After Australia, Ireland has now taken up the initiative to discourage smoking and tobacco consumption, and has introduced plain packages for cigarettes. Before the event of the World Tobacco Day, Health minister James Reilly also approved the plan to remove mobile advertising for tobacco firms, all set to slash down the numbers turning to smoking.
"Smoking places an enormous burden of illness and mortality on our society, with over 5,200 people dying every year from tobacco-related diseases," he said. "One in two of all smokers will die from their addiction."
Reilly also admits that he was once a big victim of the ill-effects of smoking, and his father and brother both fell prey to a smoking-related illness.
This initiative may help big cigarette industries from using special marketing techniques to promote their products like attractive packages, sizes and styles to attract the young generation, particularly girls.
The introduction of the standard, white plain packaging may help reduce the numbers and help discourage cigarette smoking and tobacco consumption at least in the youth.
With over one million smokers in Ireland alone, this initiative was much needed, and is expected to make a visible difference
"Ireland is known as a smugglers' paradise due to our high levels of illicit trade. We expect the situation to worsen considerably as a result of this move, placing further pressures on retailers and government tax revenues," John Player managing director Andrew Meagher said.
Meagher also claims after the smoking ban in 2004, the ban on the sale of ten cigarette packets in the year 2007 and the 2009 ban on the display of cigarettes have done nothing to impact the sales of the cigarettes.

PROBLEM SET:
A) Answer these from the article on Ireland's plain cigarette packaging:
(i) According to Reilly, how many people die every year from tobacco-related diseases?
(ii) How many smokers does Ireland have?
(iii) In what year was the display of cigarettes banned?
B) Copy out the passage of the plain-packaging article from "Reilly also admits" to "a smoking-related illness.".
Rely only on the text above for the answers.

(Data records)
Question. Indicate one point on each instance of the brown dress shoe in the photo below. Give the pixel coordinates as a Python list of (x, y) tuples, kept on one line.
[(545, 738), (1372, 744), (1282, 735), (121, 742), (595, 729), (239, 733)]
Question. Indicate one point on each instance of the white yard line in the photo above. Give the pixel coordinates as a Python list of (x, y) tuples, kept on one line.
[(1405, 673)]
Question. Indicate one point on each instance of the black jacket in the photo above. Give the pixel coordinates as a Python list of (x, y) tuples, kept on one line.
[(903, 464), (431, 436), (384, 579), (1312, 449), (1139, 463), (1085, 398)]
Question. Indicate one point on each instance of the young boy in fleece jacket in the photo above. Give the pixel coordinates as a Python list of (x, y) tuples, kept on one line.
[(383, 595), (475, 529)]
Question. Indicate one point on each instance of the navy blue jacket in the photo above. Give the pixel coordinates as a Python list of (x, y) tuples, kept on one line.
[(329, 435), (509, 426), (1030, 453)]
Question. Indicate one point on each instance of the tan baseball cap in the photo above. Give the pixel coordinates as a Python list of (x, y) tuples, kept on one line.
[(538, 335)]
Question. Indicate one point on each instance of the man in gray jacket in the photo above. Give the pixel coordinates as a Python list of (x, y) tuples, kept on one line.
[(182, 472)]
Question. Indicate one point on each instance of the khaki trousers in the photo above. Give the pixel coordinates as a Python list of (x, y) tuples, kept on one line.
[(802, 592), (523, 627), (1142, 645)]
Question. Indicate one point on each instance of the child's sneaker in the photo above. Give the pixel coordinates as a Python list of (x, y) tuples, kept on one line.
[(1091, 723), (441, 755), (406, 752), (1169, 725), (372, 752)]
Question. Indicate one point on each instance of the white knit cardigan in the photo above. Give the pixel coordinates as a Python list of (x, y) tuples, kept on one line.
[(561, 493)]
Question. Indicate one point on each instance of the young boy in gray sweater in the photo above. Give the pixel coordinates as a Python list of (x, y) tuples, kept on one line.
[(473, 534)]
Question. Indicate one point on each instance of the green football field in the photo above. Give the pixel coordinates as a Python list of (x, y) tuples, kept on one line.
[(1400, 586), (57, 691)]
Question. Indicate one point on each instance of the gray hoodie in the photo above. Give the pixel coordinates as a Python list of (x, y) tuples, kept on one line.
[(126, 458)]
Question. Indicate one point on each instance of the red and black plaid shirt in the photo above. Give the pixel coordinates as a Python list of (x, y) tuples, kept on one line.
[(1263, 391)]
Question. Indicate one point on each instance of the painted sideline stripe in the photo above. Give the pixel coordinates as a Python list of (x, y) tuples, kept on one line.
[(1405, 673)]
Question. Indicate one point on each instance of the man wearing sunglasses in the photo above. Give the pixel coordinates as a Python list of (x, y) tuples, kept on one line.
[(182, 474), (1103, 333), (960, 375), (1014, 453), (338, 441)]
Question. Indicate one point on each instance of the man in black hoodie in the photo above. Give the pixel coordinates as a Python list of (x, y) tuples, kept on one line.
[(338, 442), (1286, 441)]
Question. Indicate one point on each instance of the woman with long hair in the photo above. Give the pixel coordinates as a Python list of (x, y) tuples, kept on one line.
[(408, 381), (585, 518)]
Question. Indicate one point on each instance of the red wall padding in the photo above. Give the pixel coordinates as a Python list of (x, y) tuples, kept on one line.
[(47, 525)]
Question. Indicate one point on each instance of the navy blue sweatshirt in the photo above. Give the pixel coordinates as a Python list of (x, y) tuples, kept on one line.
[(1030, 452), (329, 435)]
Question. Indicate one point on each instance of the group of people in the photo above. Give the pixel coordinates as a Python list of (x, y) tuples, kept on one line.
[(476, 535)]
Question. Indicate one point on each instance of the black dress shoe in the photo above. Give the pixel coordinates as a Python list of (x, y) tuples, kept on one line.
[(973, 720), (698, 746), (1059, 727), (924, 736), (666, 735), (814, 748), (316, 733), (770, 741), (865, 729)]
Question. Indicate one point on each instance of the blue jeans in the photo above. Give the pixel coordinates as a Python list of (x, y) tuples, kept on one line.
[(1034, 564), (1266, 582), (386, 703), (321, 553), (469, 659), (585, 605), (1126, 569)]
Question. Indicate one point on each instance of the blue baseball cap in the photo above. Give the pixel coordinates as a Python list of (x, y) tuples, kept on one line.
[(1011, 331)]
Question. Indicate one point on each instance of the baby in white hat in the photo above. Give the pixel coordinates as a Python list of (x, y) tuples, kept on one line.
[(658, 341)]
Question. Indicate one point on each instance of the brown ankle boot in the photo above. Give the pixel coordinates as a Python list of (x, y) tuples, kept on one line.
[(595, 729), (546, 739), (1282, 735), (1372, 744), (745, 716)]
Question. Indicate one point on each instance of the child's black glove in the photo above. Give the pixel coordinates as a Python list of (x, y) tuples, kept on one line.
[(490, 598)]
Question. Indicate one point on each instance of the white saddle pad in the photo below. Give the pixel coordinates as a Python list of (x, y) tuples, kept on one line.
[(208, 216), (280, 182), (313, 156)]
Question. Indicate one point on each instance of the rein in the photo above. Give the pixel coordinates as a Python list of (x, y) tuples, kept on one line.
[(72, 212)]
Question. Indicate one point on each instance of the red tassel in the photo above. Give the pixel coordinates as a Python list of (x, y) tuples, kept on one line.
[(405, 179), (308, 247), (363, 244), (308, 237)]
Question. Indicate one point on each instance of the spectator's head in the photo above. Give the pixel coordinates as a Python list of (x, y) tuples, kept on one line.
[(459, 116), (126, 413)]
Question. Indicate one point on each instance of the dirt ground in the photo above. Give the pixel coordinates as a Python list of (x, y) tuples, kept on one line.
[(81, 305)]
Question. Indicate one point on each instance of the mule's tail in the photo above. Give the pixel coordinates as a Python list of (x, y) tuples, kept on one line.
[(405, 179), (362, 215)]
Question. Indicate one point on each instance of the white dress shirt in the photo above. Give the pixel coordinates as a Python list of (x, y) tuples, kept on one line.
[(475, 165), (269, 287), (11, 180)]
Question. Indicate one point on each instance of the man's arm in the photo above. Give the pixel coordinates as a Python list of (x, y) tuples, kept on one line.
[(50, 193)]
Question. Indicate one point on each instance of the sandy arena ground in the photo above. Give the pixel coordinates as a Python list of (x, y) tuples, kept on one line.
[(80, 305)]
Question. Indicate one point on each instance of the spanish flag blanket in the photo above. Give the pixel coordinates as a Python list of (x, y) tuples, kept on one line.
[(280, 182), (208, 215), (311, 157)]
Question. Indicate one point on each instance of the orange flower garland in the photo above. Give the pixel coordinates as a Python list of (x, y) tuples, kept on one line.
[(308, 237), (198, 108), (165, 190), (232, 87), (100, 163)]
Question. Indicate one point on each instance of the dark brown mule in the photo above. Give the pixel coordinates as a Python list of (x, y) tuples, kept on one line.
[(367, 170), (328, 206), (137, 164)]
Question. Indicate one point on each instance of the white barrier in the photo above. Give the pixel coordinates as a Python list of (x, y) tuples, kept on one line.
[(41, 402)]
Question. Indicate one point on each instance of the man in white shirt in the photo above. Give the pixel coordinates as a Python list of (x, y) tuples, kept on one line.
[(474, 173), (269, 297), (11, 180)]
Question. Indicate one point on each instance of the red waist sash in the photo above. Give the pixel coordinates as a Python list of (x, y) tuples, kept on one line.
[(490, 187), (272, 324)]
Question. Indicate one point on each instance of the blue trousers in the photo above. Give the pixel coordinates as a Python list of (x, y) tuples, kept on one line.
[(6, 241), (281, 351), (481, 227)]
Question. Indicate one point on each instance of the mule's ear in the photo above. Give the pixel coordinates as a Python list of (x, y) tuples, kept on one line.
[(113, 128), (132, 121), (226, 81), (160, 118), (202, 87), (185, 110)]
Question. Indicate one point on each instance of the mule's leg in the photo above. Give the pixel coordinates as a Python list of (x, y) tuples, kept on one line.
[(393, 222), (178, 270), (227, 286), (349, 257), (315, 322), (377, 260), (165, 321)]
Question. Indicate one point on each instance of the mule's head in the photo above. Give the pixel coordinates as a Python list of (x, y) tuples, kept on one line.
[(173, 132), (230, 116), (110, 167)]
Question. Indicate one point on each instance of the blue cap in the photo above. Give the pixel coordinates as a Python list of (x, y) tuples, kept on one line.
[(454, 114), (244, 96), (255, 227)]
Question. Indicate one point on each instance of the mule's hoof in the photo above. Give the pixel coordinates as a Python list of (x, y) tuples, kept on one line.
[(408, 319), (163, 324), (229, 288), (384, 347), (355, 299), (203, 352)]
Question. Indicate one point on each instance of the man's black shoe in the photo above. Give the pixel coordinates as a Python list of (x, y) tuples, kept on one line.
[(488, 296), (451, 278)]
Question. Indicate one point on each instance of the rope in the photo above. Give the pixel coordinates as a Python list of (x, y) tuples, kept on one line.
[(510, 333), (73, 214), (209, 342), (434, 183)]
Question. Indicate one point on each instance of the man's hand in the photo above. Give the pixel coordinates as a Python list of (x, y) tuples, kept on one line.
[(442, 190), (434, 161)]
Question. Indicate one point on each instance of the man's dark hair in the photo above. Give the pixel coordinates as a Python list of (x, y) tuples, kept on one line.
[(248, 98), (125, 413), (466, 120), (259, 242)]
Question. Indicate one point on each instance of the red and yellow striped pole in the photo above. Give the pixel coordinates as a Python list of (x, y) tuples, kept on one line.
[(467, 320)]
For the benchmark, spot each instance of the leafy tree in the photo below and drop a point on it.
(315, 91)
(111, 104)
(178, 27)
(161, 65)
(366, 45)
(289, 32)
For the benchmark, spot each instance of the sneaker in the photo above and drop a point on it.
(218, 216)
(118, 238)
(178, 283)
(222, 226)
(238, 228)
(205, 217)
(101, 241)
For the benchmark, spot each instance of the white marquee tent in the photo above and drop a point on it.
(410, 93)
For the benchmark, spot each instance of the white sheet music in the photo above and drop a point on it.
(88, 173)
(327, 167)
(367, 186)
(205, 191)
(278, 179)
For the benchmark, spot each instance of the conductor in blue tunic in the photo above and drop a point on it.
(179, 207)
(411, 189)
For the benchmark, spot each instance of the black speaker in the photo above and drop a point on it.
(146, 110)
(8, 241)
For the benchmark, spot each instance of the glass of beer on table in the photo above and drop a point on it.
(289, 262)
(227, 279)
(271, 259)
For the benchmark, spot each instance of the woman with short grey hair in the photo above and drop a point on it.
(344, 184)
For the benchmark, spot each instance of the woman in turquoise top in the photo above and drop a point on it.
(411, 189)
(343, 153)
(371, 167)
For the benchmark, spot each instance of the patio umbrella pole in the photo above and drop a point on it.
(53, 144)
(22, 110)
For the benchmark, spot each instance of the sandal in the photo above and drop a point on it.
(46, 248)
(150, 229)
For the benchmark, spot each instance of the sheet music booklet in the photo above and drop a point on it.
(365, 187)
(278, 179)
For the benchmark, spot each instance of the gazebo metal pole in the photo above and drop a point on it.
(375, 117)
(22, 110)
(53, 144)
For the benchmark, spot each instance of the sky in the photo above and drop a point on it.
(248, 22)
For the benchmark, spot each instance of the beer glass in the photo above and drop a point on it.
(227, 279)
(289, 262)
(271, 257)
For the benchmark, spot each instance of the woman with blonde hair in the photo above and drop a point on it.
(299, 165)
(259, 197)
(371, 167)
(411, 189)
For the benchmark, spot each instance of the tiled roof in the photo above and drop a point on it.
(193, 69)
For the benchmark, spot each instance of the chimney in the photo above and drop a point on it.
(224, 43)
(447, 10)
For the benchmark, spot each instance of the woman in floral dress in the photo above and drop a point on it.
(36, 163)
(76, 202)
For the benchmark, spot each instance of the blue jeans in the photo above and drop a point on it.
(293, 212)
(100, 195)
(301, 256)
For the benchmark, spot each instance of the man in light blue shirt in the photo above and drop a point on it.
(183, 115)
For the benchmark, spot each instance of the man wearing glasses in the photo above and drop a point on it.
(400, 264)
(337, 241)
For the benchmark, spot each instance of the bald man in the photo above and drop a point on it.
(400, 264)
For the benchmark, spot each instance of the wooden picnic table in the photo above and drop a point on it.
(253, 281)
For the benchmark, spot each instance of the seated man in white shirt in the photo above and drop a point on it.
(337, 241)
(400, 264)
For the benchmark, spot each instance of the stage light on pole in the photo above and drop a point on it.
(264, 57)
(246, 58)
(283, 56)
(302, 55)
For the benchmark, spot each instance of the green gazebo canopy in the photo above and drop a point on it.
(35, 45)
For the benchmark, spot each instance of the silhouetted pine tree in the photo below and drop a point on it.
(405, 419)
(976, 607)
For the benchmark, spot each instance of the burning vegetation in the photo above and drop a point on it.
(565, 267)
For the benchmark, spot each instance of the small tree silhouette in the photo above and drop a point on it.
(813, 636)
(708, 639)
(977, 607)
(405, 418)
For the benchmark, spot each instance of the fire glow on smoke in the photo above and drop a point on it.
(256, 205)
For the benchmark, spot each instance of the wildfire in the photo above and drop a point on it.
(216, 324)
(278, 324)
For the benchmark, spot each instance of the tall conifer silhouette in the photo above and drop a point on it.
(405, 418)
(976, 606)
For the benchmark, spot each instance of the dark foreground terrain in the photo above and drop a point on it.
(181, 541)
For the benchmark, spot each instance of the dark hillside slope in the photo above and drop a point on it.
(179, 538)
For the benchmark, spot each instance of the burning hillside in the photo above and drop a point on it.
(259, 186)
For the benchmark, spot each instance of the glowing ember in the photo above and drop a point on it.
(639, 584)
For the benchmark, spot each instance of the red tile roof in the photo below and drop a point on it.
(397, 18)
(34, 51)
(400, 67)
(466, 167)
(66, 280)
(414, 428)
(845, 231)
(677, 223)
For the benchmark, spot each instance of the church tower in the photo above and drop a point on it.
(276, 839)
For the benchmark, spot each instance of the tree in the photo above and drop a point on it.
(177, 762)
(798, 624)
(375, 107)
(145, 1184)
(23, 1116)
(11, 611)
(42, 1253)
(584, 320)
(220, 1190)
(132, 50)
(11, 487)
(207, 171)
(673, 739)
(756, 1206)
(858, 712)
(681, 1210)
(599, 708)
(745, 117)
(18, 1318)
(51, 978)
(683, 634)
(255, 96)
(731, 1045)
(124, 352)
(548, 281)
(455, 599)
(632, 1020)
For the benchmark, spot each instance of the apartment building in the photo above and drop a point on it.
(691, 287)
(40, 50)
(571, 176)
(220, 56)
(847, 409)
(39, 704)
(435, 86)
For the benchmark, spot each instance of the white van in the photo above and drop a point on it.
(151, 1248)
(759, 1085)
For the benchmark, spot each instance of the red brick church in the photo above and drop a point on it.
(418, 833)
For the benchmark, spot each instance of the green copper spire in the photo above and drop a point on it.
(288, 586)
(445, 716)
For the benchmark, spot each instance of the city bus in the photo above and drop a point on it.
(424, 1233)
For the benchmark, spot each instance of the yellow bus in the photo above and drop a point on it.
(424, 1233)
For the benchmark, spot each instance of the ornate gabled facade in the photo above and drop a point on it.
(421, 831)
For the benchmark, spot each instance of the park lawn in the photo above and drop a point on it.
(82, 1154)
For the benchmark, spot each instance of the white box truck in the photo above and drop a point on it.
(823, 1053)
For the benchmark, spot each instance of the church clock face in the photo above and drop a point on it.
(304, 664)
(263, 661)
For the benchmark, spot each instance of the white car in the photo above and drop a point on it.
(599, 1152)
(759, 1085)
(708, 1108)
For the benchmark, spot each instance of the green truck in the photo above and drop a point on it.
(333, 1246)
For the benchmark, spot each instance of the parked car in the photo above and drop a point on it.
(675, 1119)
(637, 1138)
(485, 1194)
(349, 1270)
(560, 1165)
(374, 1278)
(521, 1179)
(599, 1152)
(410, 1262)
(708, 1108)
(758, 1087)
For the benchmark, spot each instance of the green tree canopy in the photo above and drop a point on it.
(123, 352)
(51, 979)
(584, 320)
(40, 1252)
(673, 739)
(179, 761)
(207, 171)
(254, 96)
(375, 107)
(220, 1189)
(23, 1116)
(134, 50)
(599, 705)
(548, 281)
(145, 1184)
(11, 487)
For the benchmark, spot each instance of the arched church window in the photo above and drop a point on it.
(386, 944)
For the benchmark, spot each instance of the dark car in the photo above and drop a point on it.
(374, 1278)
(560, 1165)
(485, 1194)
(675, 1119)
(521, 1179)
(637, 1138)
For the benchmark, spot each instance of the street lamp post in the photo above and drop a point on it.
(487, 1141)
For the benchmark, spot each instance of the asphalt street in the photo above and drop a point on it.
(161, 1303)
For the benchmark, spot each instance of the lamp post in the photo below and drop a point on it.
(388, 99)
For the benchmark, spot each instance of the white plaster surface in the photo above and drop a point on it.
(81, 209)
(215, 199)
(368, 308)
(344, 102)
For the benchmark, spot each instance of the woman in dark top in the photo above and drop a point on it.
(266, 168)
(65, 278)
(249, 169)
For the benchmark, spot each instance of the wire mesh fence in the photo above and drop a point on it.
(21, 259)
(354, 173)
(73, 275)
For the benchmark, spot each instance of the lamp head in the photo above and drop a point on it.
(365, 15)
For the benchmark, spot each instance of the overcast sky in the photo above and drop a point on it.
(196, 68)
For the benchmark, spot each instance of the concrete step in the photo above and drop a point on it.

RESPONSES IN ORDER:
A)
(i) Over 5,200
(ii) Over one million
(iii) 2009

B)
Reilly also admits that he was once a big victim of the ill-effects of smoking, and his father and brother both fell prey to a smoking-related illness.